## [INSTRUCTION]
Please give the records again from the line containing "Mark the grey" through the line containing "pixel 858 764", changing "floor tile" to "wall tile" and keeping everything else the same. Leave the pictures out of your answer.

## [DATA LISTING]

· · · · · · ·

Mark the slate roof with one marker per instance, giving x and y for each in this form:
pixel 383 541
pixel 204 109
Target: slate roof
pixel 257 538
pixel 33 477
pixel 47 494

· · · · · · ·

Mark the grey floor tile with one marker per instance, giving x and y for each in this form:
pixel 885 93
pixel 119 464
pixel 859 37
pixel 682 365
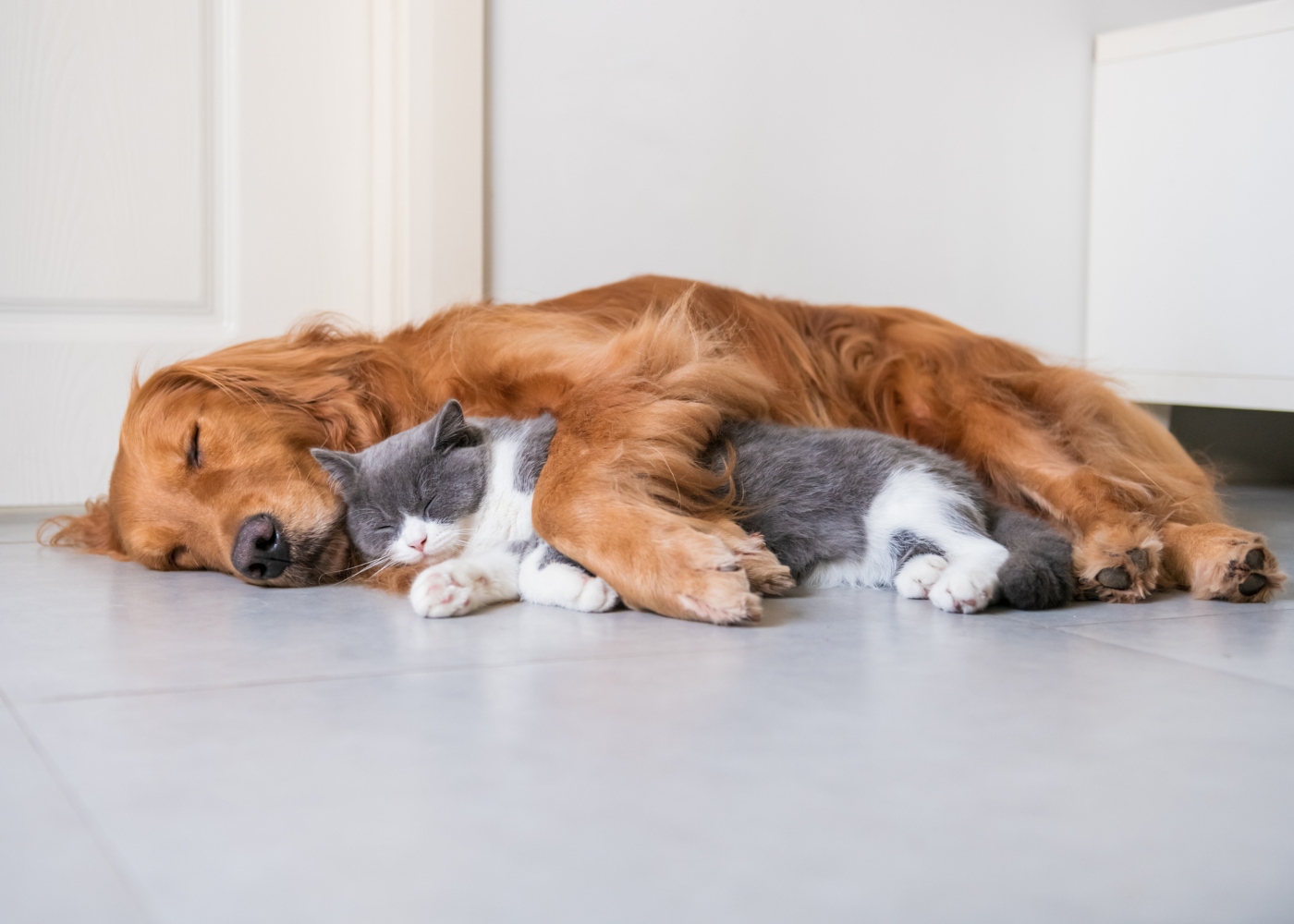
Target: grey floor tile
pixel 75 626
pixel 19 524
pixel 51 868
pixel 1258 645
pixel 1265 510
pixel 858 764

· · · · · · ·

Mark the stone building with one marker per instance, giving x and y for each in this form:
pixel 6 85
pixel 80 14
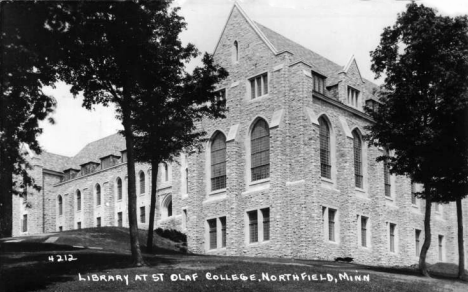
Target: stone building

· · · · · · ·

## [ANSWER TO THE EXERCISE]
Mark the grey wall tile with one marker per instance, giving x and y for each in this form:
pixel 885 93
pixel 119 464
pixel 859 37
pixel 682 365
Target: grey wall tile
pixel 75 626
pixel 19 524
pixel 51 868
pixel 1258 645
pixel 1265 510
pixel 858 764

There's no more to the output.